From the records below, copy out each line that has the word "instance".

[Dataset entries]
>>>

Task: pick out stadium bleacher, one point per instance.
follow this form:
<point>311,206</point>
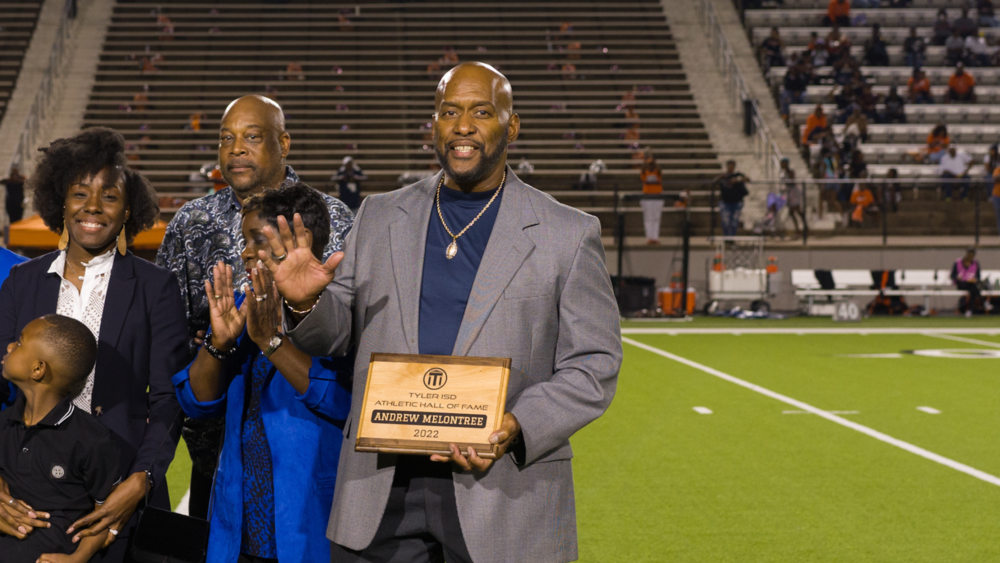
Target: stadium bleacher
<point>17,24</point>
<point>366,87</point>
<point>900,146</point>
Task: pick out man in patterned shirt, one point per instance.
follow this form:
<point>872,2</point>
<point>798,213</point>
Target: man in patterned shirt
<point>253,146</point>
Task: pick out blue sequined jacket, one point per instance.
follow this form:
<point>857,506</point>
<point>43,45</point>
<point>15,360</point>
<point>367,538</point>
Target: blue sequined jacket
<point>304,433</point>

<<<
>>>

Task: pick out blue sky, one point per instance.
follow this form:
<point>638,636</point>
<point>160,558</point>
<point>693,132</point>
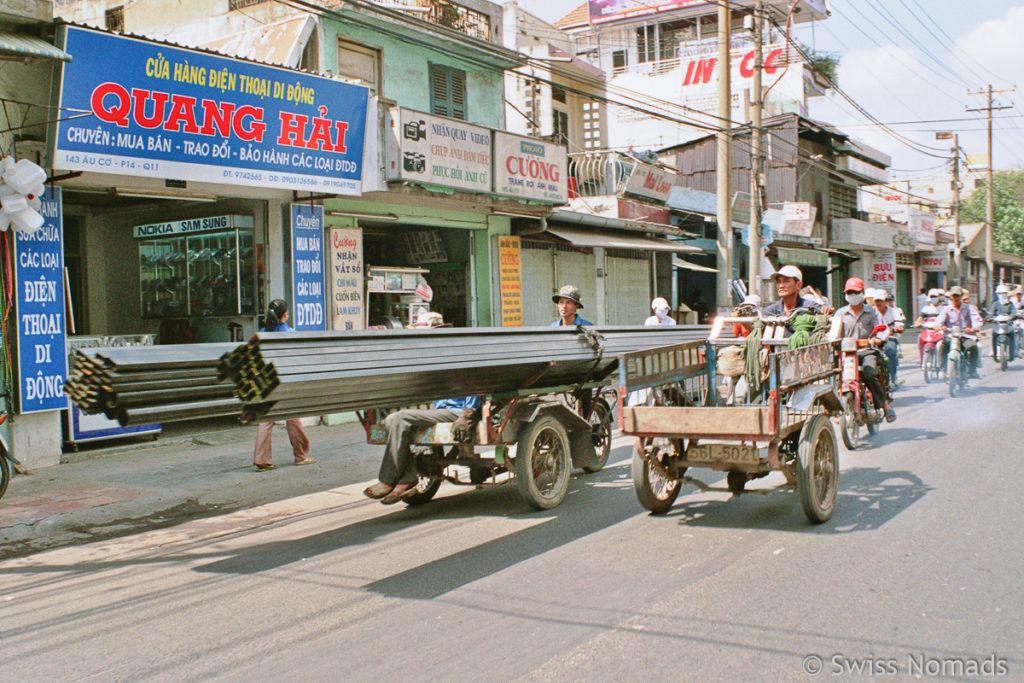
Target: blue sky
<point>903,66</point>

<<<
>>>

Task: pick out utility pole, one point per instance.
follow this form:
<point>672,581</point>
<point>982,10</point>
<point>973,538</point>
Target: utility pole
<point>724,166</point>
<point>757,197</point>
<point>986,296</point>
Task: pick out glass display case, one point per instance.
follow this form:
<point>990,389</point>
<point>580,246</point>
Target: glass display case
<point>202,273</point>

<<<

• **Exercise result**:
Task: pick out stadium bleacher, one point per instance.
Task: pick out man in patterned shirt, one point per instance.
Task: pick out blue sequined jacket, one point per instance.
Task: pick out blue sky, one point per instance.
Task: pick out utility pole, one point per instance.
Task: pick out glass display case, one point per instance.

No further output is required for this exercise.